# Tasks to carry out
1 – Update the LDAP renaissance paper starting at "Architecting the Modern" and ending at "LDAP, Cologne (Germany)", putting "Open Directory" wherever "Apache Directory" appears.
2 – Write the next part of the paper on the modern LDAP renaissance, picking up after its final line.

--- BEGIN Document excerpt ---

Architecting the Modern LDAP Renaissance:
The Apache Directory Vision

by Alex Karasulu, Founder of the Apache Directory Project, October 2002
This paper was later, in September 2007, submitted to and accepted by the 1st International Conference on LDAP, Cologne (Germany)

Abstract

Directory technology is an indivisible cornerstone in computing science and LDAP specifically is essential in several industries however it is severely underutilized. One would expect the demand for LDAP to increase as infrastructures and the Internet grow, with more boundaries, nodes, services, users and ways of doing business emerging rapidly. Directories inherently solve integration problems yet more integration problems appear while complexities of existing problems are compounded. We're not witnessing a proportional increase in the adoption rate of directories; namely LDAP directories. This is not a coincidence. It is the result of a lack of several factors: tooling support, courses on directory technology in academia, qualified domain experts and rich integration constructs. More specifically, information architects and key decision makers incorrectly choose to apply ad hoc solutions to problems rather than opting to using directories. If these limitations are removed then there would be greater comfort, flexibility and adoption. LDAP could do more than it does today namely in the area of provisioning and workflow. LDAP could potentially experience a Renaissance with renewed interest due to increased demand to solve the classical integration problems it was designed for and beyond. We discuss these limitations, and the proposed means to remove them, all in an effort to express our vision at the Apache Directory Project. Our aim is clear; we intend to influence and incite other directory implementers and projects by our example to trigger what we envision as the Modern LDAP Renaissance.

Drivers Leading to the Birth of the Directory

Several systems slowly appeared in the arsenal of tools used daily by those within and across organizations. Data architects quickly could characterized two logical categories of information spanning across all domains:

  1. Static information shared across applications and systems read frequently yet seldom altered.

--- END Document excerpt ---
--- BEGIN Information supplied ---

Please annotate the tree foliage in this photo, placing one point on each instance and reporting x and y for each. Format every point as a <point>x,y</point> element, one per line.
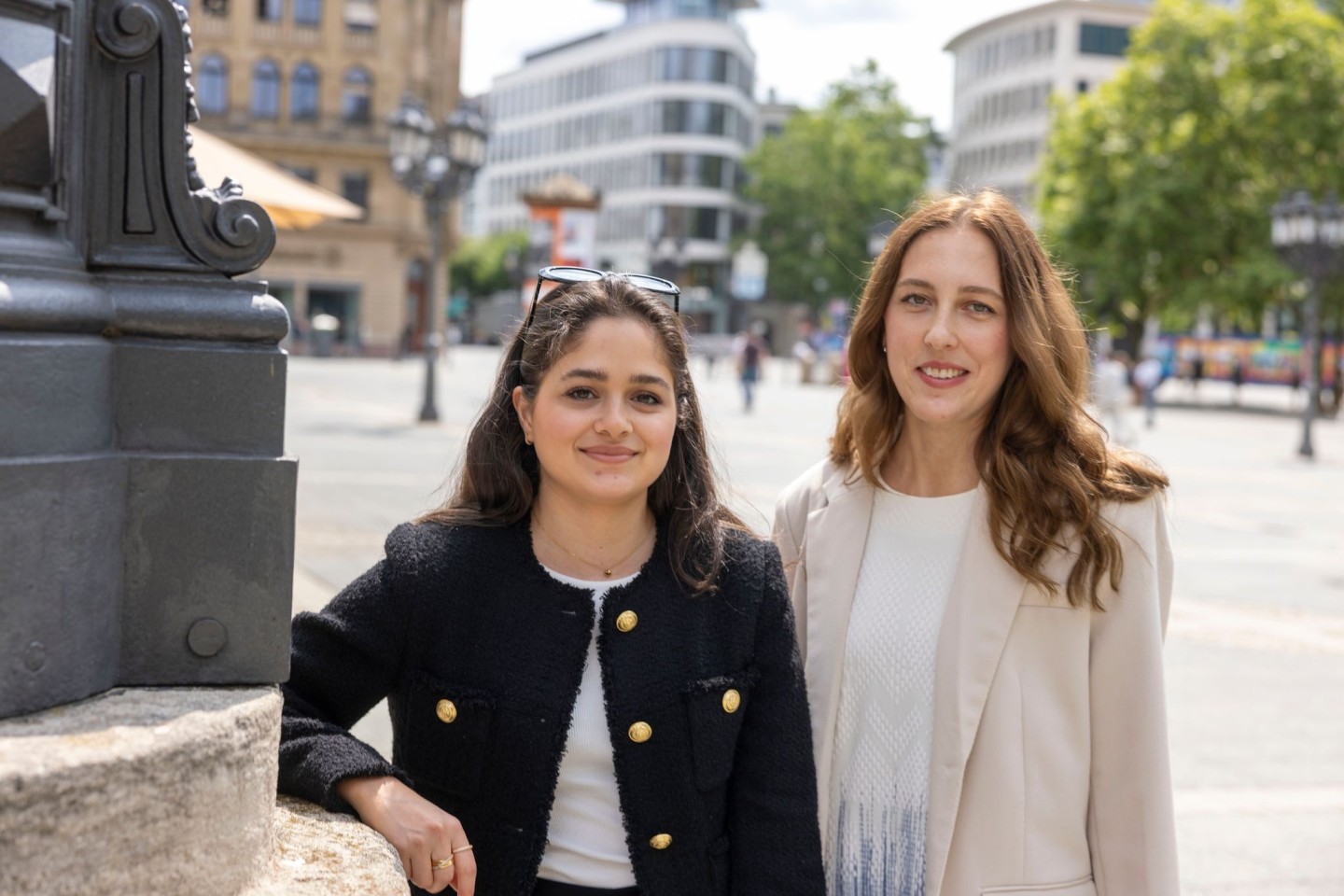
<point>1157,186</point>
<point>828,177</point>
<point>482,263</point>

--- END Information supplied ---

# Task answers
1 –
Architecting the Modern LDAP Renaissance:
The Open Directory Vision

by Alex Karasulu, Founder of the Open Directory Project, October 2002
This paper was later, in September 2007, submitted to and accepted by the 1st International Conference on LDAP, Cologne (Germany)

2 –
  2. Information specific to an event within an application (a transaction) read infrequently however written rapidly in volume (data seldom accessed by external systems).

The Directory relates to this first type of data above which has the following general properties:

  • Accessed by many clients
  • Partitioned across different locations in different organizations owned by separate authorities
  • Structure data elements with data types (syntaxes) with semantics for matching
  • Data easily fits into hierarchies
  • Highly cross referenced

The telecommunication industry in Europe, in particular, felt this burden while managing shared information, specifically subscriber directories. Telephone companies in Europe, some national providers and other international providers, managed profiles for subscribers, a subset of which, needed to be published for public access.

The ITU responded with the X.500 series of specifications. The Directory specifications addressed these specific concerns for accessing information shared across organizations, located in separate stores and managed by several different authorities. The access model and authoritative model enabled organizations to publish subscriber information and allow others to access it while delegating the management of access control, schema and other aspects to the proper authorities. As a standard it was way ahead of its time.

The X.500 specifications reveal a unique data access and authoritative model designed specifically for the category of static shared data we defined above. It is a cornerstone technology as is the relational database for the second category.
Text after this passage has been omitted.